■ Défi ■
Réécrivez tout ce qui va de la ligne contenant « the black iron » jusqu'à la fin des enregistrements, consignes comprises. Décalez de 145 chaque coordonnée des réponses.

■ Données fournies ■

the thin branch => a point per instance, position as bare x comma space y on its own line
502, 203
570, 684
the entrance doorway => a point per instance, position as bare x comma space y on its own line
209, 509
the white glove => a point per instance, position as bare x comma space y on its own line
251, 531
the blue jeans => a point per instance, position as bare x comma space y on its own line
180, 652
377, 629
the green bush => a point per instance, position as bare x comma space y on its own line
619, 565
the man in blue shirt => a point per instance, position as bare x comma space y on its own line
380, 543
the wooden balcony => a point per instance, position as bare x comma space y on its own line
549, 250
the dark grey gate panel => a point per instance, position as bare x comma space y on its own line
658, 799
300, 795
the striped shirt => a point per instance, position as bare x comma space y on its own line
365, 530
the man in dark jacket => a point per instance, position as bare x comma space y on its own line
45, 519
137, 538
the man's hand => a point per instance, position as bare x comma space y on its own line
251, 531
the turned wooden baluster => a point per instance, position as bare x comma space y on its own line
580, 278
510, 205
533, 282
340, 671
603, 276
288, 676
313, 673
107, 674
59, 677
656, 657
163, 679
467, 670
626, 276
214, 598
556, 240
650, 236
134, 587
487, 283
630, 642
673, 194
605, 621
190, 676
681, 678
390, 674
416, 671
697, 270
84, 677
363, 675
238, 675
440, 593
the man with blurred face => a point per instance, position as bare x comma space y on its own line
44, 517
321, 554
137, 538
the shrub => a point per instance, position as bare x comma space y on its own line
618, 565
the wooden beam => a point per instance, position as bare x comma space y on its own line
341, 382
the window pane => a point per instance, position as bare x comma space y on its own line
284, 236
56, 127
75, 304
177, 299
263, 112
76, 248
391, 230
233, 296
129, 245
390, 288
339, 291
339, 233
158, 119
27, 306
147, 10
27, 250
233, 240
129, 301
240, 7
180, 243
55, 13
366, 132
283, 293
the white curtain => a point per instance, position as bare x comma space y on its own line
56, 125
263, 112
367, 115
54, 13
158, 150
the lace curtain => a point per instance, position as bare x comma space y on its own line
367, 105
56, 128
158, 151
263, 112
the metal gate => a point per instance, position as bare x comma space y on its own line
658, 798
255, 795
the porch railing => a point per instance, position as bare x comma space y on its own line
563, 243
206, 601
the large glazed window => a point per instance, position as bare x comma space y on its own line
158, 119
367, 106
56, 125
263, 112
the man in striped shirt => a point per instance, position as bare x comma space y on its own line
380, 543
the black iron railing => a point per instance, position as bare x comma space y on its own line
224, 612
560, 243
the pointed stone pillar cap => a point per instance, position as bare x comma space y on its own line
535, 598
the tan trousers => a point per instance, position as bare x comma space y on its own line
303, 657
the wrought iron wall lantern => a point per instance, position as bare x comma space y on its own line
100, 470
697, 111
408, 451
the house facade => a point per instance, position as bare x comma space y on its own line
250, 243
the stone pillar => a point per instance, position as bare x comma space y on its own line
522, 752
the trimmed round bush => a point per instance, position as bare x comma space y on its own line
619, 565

■ Solution ■
the black iron railing => a point per instance, position as bare x comma space y on its own line
369, 757
705, 388
the pointed stone pillar cap => a point per instance, position as bare x comma space y on its own line
680, 743
the tan trousers => a point per instance, position as bare x comma space y on its own line
448, 802
the wrought iron wall lantern => a point per instance, position as bare x comma space y on its own line
245, 615
842, 256
553, 596
the house facade => a point per instance, position as bare x comma space y on its own line
395, 388
the stone pillar => a point per instance, position as bare x comma space y on its own line
667, 897
the trimmed round bush => a point per instance, position as bare x comma space y on its own line
764, 710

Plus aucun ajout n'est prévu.